= Opdracht 1 =
Welke wet noemt het aangeleverde fragment als grond voor nieuwe inzage in de dossiers van de gemeente?

= Aangeleverd fragment =
3.2. De gemeente voert verweer. Zij stelt dat niet is voldaan aan de vereisten van artikel 843a Rv. De incidentele vordering strekt ertoe dat de gemeente de correspondentie en het dossier zal afgeven, waaruit kan worden afgeleid dat [Eiser] heeft gehouden voor de gemeente. Het door [Eiser] kennelijk bedoelde bewijsmateriaal is derhalve relevant voor een potentieel verweer van de gemeente en niet voor een potentiële stelling van [Eiser]. [Eiser] heeft ook geen artikel 843a-belang. Daar komt bij dat de gemeente - vooralsnog - niet beschikt over het door [Eiser] kennelijk bedoelde schriftelijk bewijsmateriaal. De gemeente zal een potentieel verweer dan ook niet met dergelijk schriftelijk bewijsmateriaal kunnen onderbouwen. Anders dan [Eiser] stelt, zal de gemeente zich er in de hoofdzaak dus voorlopig niet op beroepen dat uit schriftelijke correspondentie en uit het dossier naar aanleiding van de aanvraag bouwvergunning afgeleid zou kunnen worden dat [Eiser] houder zou zijn. De incidentele vordering moet derhalve worden afgewezen. [Eiser] kan op grond van de Wet openbaarheid van bestuur te allen tijde nogmaals inzage krijgen - en tegen betaling - kopieën verkrijgen van alle bescheiden in alle dossiers die de gemeente aangaande [Eiser] onder zich heeft, dus ook de door [Eiser] bedoelde bescheiden, voorzover de gemeente daarover thans zou beschikken.

= Uittreksels van rijen =
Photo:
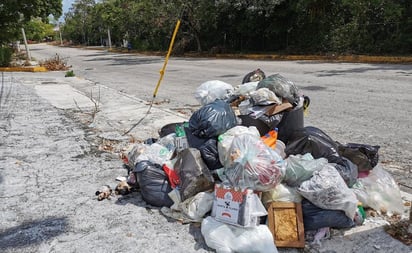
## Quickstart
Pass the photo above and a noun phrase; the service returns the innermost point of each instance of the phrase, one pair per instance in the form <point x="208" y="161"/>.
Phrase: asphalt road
<point x="358" y="103"/>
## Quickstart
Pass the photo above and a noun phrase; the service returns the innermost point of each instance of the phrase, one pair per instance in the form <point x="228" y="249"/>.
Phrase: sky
<point x="66" y="5"/>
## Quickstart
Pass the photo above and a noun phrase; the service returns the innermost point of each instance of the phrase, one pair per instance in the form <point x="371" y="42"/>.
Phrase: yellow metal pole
<point x="162" y="71"/>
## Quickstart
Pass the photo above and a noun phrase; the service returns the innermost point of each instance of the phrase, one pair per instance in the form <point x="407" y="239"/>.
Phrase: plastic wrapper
<point x="282" y="193"/>
<point x="264" y="96"/>
<point x="212" y="90"/>
<point x="196" y="207"/>
<point x="246" y="88"/>
<point x="194" y="175"/>
<point x="155" y="153"/>
<point x="225" y="140"/>
<point x="153" y="183"/>
<point x="225" y="238"/>
<point x="315" y="217"/>
<point x="252" y="164"/>
<point x="316" y="142"/>
<point x="300" y="168"/>
<point x="326" y="189"/>
<point x="379" y="191"/>
<point x="212" y="119"/>
<point x="281" y="86"/>
<point x="272" y="120"/>
<point x="237" y="206"/>
<point x="210" y="154"/>
<point x="255" y="75"/>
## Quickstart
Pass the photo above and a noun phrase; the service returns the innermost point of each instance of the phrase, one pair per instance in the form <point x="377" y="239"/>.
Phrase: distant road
<point x="360" y="103"/>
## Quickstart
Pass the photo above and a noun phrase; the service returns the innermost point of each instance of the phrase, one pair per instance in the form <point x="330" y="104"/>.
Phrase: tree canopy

= Opdracht 2 =
Tel de regels in de rijen hierboven waarin de string "service" staat, en geef alleen dat aantal.

= Schriftelijk antwoord 1 =
De Wet openbaarheid van bestuur.

= Schriftelijk antwoord 2 =
6